[EXERCISE DESCRIPTION]: Please list every line of the rows below that contains the word "building", matching case exactly.

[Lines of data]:
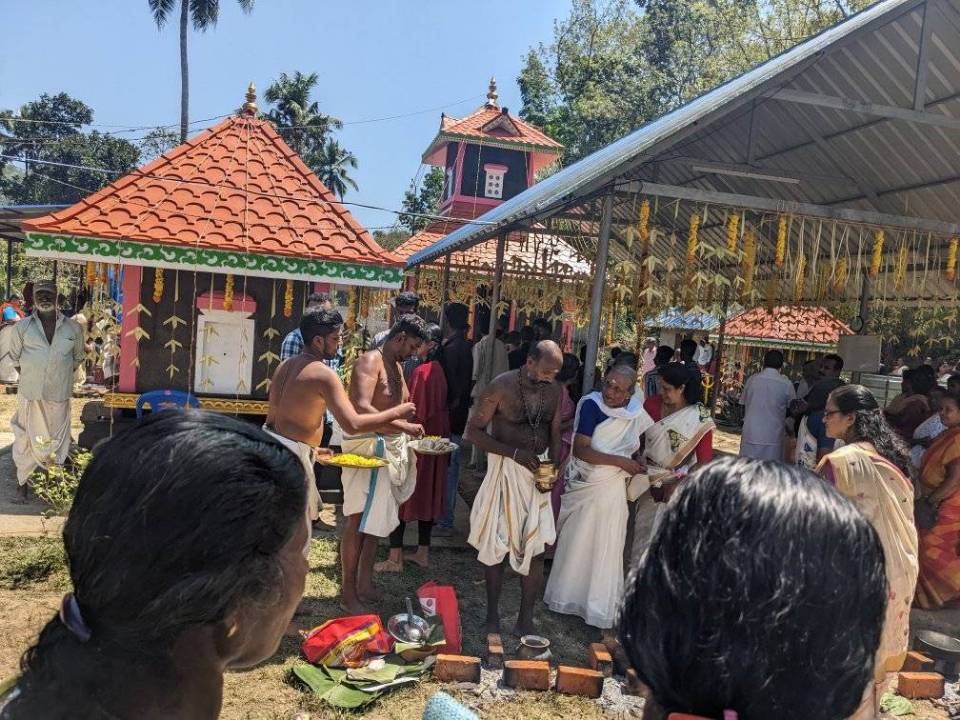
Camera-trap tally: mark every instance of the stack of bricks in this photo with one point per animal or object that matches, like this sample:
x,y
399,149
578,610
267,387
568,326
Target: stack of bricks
x,y
917,679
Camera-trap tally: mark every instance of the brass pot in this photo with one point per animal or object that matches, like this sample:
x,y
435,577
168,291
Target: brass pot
x,y
546,477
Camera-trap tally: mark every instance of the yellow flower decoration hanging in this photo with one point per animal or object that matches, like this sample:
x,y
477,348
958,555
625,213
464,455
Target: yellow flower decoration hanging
x,y
733,223
840,279
748,263
878,238
288,299
692,238
901,276
157,284
228,293
781,251
951,272
798,282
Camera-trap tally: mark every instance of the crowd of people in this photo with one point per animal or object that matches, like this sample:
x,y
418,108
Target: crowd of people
x,y
635,514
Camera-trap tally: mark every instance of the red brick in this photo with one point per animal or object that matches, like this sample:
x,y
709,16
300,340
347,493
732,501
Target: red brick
x,y
457,668
920,685
917,662
579,681
600,659
494,651
632,686
527,674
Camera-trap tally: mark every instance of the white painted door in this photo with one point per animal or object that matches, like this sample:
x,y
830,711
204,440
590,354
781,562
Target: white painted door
x,y
224,359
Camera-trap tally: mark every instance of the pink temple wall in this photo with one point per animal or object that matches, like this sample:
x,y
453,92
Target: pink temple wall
x,y
131,320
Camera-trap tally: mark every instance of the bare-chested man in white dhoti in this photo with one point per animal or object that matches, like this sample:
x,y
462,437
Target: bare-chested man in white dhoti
x,y
372,498
303,388
511,520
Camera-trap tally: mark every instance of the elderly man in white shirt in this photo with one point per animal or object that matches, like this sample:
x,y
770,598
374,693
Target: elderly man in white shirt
x,y
49,348
766,397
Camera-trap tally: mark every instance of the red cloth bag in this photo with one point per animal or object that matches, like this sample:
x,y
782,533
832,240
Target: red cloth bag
x,y
441,600
347,641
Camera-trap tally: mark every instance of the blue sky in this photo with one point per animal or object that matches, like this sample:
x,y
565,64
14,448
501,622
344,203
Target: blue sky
x,y
375,58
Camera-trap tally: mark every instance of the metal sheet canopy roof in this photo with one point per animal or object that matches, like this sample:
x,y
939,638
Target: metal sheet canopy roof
x,y
860,123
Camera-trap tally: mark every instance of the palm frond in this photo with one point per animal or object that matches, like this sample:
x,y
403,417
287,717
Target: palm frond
x,y
161,10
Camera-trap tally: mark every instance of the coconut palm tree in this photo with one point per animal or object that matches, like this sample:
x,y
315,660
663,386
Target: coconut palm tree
x,y
204,14
295,117
330,163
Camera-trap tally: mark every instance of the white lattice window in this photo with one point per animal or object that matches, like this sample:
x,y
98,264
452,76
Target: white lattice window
x,y
493,187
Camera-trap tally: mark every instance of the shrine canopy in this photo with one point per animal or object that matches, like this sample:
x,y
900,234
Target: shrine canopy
x,y
234,199
787,327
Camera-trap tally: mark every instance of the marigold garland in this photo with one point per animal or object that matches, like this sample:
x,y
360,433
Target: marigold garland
x,y
878,238
733,224
692,238
228,293
781,251
157,284
951,271
799,281
288,299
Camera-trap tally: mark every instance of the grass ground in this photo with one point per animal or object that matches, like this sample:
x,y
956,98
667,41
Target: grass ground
x,y
33,577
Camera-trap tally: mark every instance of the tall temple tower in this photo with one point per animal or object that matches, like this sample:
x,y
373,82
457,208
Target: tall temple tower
x,y
488,157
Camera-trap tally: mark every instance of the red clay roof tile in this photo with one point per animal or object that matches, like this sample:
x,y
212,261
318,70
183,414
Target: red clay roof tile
x,y
788,323
236,186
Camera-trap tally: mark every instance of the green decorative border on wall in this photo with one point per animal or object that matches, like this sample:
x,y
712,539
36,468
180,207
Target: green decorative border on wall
x,y
72,247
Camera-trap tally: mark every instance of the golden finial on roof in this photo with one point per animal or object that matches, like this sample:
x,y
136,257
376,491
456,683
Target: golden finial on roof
x,y
492,94
250,106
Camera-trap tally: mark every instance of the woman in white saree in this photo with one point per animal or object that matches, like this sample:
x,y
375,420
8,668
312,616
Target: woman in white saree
x,y
680,439
587,574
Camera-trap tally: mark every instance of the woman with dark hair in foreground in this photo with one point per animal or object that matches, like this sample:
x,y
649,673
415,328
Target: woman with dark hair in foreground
x,y
761,596
187,548
872,470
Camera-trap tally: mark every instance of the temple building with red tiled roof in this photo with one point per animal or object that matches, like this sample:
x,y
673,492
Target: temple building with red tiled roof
x,y
787,327
220,241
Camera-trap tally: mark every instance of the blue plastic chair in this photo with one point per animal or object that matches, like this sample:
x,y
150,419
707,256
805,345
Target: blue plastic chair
x,y
166,400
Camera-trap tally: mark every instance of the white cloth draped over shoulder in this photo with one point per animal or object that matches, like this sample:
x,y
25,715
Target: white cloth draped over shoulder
x,y
587,575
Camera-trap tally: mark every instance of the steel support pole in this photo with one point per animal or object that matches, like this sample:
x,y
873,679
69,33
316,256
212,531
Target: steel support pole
x,y
596,297
715,390
494,301
444,294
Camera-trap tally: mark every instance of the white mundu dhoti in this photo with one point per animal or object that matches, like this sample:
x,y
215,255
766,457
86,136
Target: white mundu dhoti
x,y
41,435
377,494
305,453
510,516
587,574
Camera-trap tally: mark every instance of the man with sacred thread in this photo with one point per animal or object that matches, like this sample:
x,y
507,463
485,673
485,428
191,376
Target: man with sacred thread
x,y
304,387
512,520
48,347
372,496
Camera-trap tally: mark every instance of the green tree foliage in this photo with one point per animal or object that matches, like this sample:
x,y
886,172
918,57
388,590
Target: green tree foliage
x,y
615,64
204,15
309,131
156,142
424,200
50,130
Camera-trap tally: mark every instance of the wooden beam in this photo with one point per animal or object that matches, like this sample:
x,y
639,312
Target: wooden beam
x,y
885,111
923,62
752,202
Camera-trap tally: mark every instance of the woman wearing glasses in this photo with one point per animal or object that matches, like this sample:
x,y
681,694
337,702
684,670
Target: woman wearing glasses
x,y
872,470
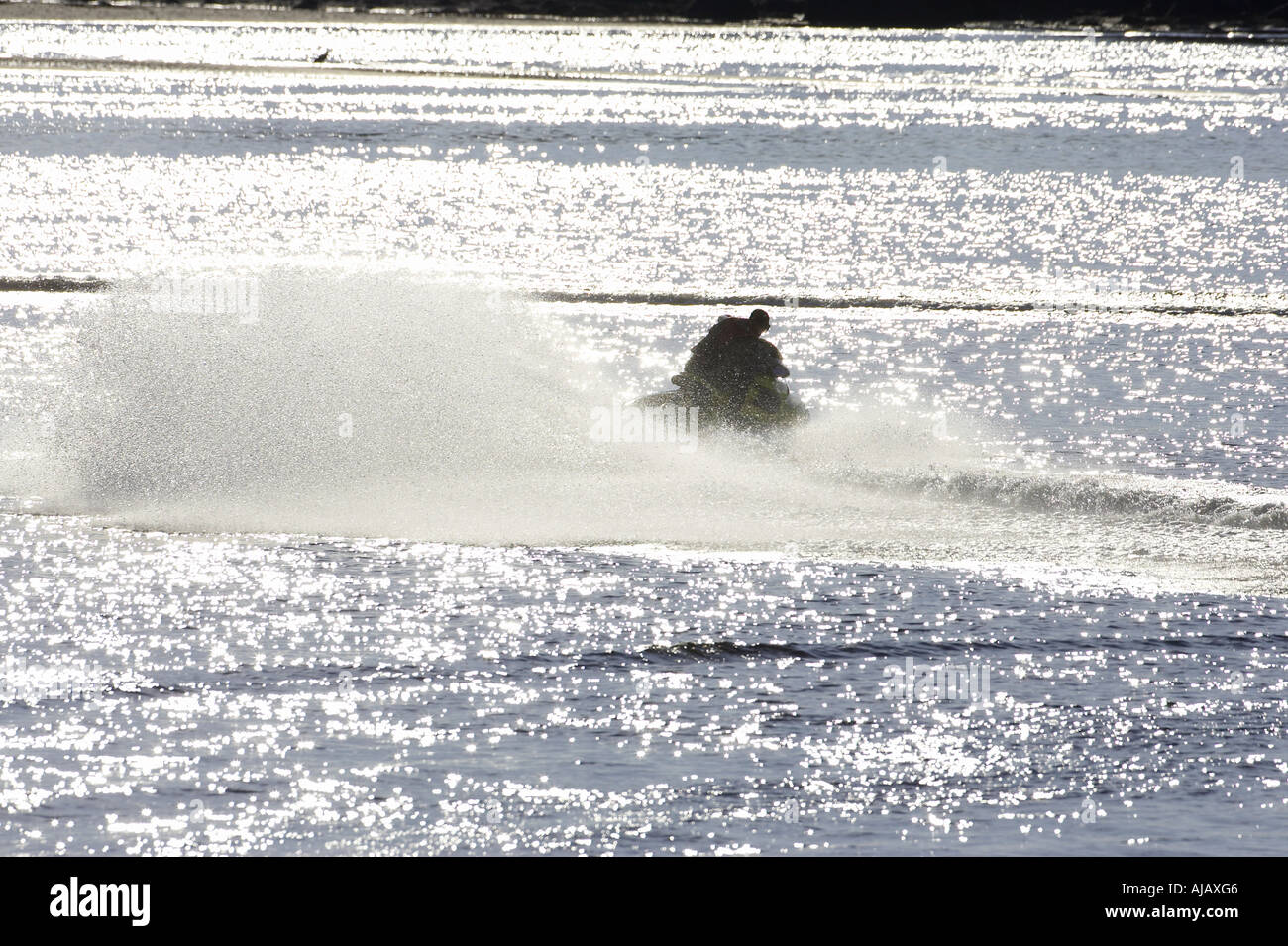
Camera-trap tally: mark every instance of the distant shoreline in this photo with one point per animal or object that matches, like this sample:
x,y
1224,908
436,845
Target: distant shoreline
x,y
661,12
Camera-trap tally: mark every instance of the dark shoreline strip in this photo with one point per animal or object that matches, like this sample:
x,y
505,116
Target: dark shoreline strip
x,y
62,283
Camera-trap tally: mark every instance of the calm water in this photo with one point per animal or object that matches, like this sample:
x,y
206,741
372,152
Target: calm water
x,y
342,568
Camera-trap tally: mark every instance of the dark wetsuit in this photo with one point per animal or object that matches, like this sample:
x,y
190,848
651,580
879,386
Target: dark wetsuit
x,y
732,357
711,357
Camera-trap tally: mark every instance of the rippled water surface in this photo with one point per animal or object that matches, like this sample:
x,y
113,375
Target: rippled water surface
x,y
349,573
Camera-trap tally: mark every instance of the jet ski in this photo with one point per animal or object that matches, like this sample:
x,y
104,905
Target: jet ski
x,y
758,402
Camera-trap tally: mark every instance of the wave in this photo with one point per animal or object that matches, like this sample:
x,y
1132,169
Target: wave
x,y
1080,494
67,283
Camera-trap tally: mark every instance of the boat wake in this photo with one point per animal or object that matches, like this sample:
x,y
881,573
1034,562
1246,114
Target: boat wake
x,y
394,405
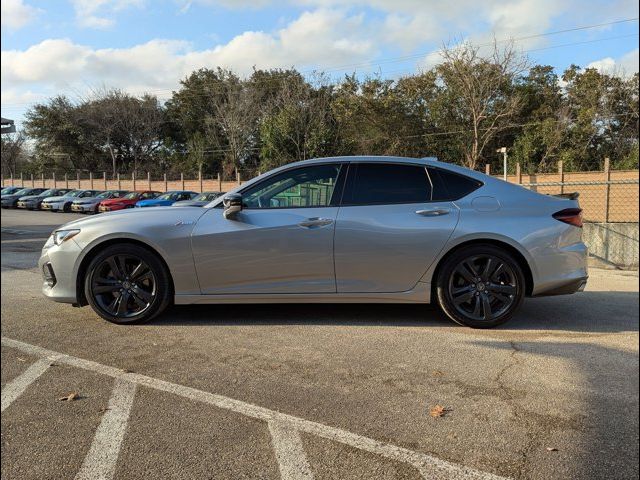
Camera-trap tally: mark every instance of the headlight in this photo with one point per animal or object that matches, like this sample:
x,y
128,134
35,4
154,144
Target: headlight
x,y
60,236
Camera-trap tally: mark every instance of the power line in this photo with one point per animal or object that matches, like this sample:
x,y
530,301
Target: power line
x,y
274,79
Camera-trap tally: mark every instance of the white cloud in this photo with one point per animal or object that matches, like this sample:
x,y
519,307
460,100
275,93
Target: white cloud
x,y
15,14
323,38
623,66
98,13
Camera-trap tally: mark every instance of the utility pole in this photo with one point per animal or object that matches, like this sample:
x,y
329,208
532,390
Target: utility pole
x,y
503,150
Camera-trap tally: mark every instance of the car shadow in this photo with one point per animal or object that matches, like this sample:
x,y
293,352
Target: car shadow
x,y
605,427
605,312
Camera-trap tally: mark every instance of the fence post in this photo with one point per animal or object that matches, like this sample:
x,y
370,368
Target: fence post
x,y
561,173
607,191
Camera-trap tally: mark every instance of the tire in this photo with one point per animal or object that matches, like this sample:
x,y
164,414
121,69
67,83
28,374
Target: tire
x,y
472,296
129,273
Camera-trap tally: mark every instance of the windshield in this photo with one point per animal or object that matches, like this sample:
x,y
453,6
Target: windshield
x,y
167,196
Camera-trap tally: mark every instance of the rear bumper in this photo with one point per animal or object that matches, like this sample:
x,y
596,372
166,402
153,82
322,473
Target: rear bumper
x,y
562,271
571,286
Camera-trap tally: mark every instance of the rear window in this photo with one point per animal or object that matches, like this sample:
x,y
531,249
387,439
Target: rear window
x,y
380,183
451,186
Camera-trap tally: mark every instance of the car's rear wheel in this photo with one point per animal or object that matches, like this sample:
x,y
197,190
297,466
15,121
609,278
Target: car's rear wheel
x,y
126,284
480,286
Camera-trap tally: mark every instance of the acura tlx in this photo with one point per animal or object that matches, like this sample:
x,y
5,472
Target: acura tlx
x,y
329,230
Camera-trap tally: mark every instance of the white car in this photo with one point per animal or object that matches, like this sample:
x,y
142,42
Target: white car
x,y
63,203
91,204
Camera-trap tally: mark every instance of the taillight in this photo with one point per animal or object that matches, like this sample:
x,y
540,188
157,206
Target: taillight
x,y
572,216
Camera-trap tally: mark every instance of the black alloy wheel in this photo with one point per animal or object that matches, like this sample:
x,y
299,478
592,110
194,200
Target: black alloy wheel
x,y
480,286
127,284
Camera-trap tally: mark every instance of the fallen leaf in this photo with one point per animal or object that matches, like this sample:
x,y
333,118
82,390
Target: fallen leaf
x,y
72,396
438,411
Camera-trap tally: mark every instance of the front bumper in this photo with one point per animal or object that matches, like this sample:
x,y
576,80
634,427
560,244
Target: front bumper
x,y
57,266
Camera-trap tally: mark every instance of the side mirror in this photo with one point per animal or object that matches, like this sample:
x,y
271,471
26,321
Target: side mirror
x,y
232,204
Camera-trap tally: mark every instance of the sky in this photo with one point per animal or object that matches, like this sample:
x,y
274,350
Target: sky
x,y
75,47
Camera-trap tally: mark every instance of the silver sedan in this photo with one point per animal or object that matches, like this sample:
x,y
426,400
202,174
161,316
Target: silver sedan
x,y
342,229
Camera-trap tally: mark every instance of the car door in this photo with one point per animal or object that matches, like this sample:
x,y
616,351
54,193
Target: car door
x,y
281,241
389,229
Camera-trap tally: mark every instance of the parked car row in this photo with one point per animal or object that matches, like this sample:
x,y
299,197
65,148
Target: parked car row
x,y
95,201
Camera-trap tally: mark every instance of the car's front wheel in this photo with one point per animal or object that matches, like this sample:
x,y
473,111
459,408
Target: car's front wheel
x,y
480,286
126,283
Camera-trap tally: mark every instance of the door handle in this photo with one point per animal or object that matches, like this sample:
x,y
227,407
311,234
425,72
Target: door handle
x,y
315,222
434,212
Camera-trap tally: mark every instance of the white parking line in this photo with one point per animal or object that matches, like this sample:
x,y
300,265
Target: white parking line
x,y
26,240
18,385
429,466
289,451
100,462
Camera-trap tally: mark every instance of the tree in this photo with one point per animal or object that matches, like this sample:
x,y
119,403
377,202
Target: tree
x,y
59,137
297,123
477,100
13,153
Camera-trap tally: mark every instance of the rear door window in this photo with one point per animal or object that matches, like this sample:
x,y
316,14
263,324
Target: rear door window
x,y
449,186
385,183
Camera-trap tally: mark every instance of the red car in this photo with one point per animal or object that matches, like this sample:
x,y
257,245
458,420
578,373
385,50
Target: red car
x,y
128,201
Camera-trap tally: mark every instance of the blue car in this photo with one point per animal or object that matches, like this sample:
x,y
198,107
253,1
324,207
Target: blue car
x,y
167,199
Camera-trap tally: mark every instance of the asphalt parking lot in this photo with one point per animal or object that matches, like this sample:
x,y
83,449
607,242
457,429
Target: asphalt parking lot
x,y
314,391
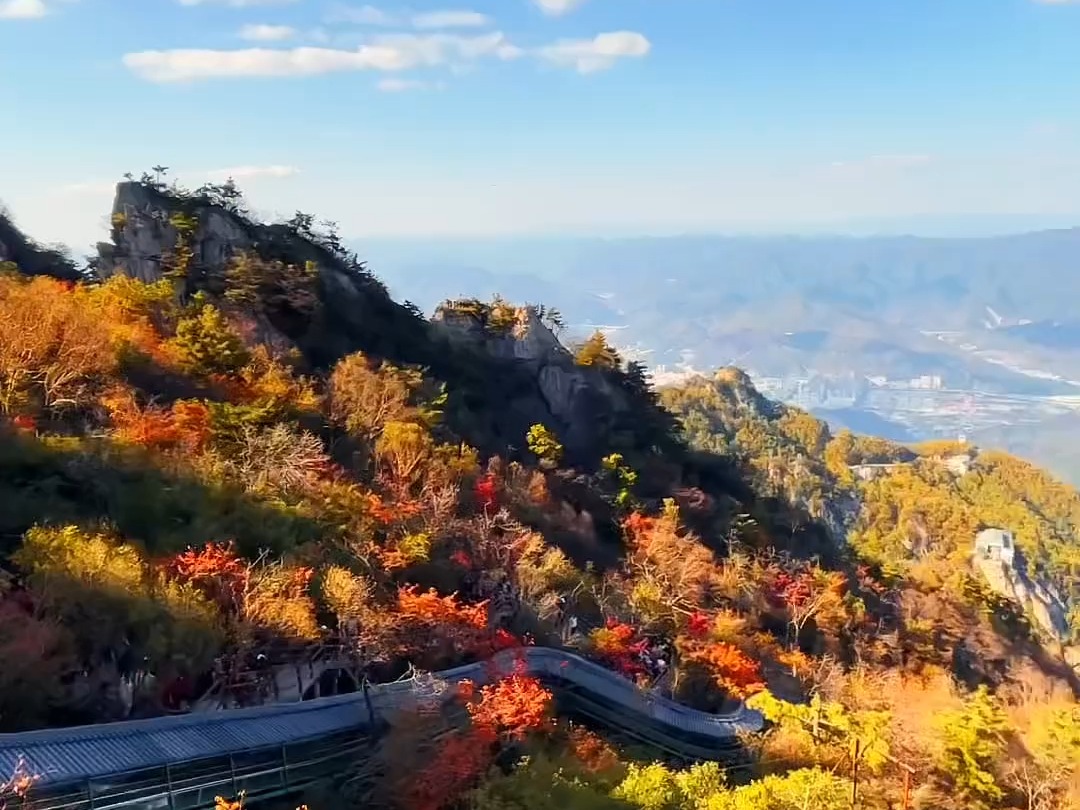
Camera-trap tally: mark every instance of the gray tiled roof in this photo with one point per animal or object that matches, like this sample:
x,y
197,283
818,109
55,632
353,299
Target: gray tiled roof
x,y
69,754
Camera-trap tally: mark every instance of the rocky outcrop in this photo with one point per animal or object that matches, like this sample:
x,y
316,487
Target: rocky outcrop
x,y
501,381
1008,576
583,404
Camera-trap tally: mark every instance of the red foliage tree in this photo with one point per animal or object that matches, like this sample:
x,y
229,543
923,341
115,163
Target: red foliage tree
x,y
511,707
620,648
215,569
462,758
731,669
486,491
698,624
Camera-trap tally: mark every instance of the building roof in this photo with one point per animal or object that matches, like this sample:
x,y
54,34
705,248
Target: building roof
x,y
72,754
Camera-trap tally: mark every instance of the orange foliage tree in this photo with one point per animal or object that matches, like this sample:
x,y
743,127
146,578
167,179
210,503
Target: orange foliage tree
x,y
185,424
217,570
511,707
731,669
462,758
620,647
53,348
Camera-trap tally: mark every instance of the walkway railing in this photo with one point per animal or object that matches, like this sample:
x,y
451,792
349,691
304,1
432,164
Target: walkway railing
x,y
269,748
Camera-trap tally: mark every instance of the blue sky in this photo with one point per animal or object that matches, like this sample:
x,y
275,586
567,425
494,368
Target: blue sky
x,y
500,117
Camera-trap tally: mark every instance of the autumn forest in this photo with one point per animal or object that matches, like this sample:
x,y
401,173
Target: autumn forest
x,y
217,468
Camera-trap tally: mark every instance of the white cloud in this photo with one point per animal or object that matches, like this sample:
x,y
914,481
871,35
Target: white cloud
x,y
451,19
404,85
883,161
90,188
388,53
361,15
260,32
599,53
247,173
557,8
23,9
369,15
235,3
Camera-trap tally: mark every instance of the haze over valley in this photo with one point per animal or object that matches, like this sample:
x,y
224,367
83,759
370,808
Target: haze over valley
x,y
905,337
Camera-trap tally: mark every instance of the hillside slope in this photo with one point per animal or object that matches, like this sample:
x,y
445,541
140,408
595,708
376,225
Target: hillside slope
x,y
232,447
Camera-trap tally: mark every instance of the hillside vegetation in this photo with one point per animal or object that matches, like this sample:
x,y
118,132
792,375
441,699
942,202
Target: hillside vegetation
x,y
223,461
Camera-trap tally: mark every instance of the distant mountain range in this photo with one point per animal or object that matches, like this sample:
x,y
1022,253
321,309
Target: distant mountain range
x,y
905,336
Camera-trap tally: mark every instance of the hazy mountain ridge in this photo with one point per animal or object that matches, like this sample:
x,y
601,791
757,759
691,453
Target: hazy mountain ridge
x,y
989,319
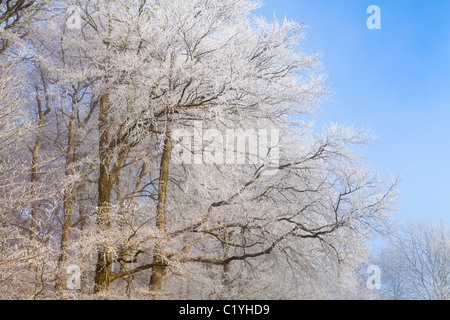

[RESULT]:
Camera-trap tally: mark every instance of the temple building with red tiled roof in this photo with one point per animal or object that matches, like this sample:
Target: temple building with red tiled roof
Camera-trap tally: mark every instance of the building roof in this photo with one point per animal or object that matches, like this sample:
Target: building roof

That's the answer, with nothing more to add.